TEXT EXTRACT:
— begin —
Co-chair of the European Green Party
- In office 5 June 2022 – 7 December 2024 Serving with Thomas Waitz
- Preceded by: Evelyne Huytebroeck
- Succeeded by: Vula Tsetsi

Member of the French Senate for French citizens living abroad
- Incumbent
- Assumed office 1 October 2021

Personal details
- Born: 22 May 1985 (age 40) Marseille, France
- Party: Europe Ecology – The Greens

= Mélanie Vogel =

French politician (born 1985)

Mélanie Vogel, (/fr/; born 22 May 1985) is a French academic and politician of Europe Ecology – The Greens (EELV) who has been serving as a member of the French Senate since 2021, representing the constituency of French citizens living abroad.

==Early career==
Vogel led the EÉLV campaign in the 2014 European Parliament election and later worked as an advisor for the Greens–European Free Alliance group on constitutional affairs.

==Political career==
In the Senate, Vogel serves on the Law Committee.

Vogel served as the co-chair of the European Green Party together with Thomas Waitz from 5 June 2022 until December 2024.

In 2022, she advocated for enshrining the right to abortion in the French Constitution and introduced a proposal for a constitutional law. However, her bill was rejected by the Senate. In 2023, the government took over the initiative, and in 2024, the Congress of the French Parliament adopted the reform, enshrining in the Constitution "the guaranteed freedom of women to voluntarily terminate a pregnancy."

She then called for this right to be extended at the European level by enshrining it in the Charter of Fundamental Rights of the European Union.

==Personal life==
Vogel was in a relationship with Terry Reintke. They lived in Brussels.
— end —
SET EXERCISE 1: Rewrite the paragraph beginning "In 2022, she advocated" in the article on Mélanie Vogel as a short list, keeping its main facts.
SET EXERCISE 2:
Based on the article on Mélanie Vogel, is each statement true? Answer yes or no, quoting the deciding words.
(a) Vogel was born in Marseille.
(b) The Senate adopted her 2022 bill.
(c) Vogel sits on the Law Committee in the Senate.
SET EXERCISE 3: List every person other than Mélanie Vogel who is named in the article on her.

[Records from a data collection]
— begin —
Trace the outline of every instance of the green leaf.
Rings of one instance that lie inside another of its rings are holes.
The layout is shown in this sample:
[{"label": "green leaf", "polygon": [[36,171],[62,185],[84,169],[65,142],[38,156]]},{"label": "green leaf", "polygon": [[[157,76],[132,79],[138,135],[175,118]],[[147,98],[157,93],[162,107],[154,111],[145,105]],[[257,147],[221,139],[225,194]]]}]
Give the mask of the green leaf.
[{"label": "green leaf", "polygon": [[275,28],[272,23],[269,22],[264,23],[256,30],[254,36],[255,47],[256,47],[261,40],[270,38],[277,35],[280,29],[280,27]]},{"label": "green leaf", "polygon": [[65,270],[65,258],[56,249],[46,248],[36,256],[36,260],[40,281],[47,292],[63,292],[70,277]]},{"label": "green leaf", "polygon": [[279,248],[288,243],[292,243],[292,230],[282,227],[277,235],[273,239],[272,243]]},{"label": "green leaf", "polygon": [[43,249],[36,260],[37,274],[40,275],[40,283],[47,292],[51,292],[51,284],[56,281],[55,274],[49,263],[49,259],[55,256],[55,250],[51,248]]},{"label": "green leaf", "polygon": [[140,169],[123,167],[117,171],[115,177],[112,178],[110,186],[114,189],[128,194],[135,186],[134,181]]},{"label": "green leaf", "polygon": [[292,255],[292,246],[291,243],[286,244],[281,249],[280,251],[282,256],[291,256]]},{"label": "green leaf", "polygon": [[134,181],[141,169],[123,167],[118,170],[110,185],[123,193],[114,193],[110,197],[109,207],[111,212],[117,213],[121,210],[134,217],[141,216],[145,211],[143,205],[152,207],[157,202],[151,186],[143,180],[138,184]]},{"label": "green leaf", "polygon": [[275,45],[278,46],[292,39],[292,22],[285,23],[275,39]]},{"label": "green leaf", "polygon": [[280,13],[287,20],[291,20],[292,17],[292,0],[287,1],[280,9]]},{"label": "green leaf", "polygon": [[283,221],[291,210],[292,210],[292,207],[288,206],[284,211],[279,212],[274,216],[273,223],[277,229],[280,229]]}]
— end —
FULL ANSWER 1:
- 2022: Vogel advocated enshrining the right to abortion in the French Constitution and introduced a constitutional law proposal, which the Senate rejected.
- 2023: The government took over the initiative.
- 2024: The Congress of the French Parliament adopted the reform, enshrining "the guaranteed freedom of women to voluntarily terminate a pregnancy" in the Constitution.

FULL ANSWER 2:
(a) Yes: "Born: 22 May 1985 (age 40) Marseille, France"
(b) No: "However, her bill was rejected by the Senate."
(c) Yes: "In the Senate, Vogel serves on the Law Committee."

FULL ANSWER 3: Thomas Waitz, Evelyne Huytebroeck, Vula Tsetsi, Terry Reintke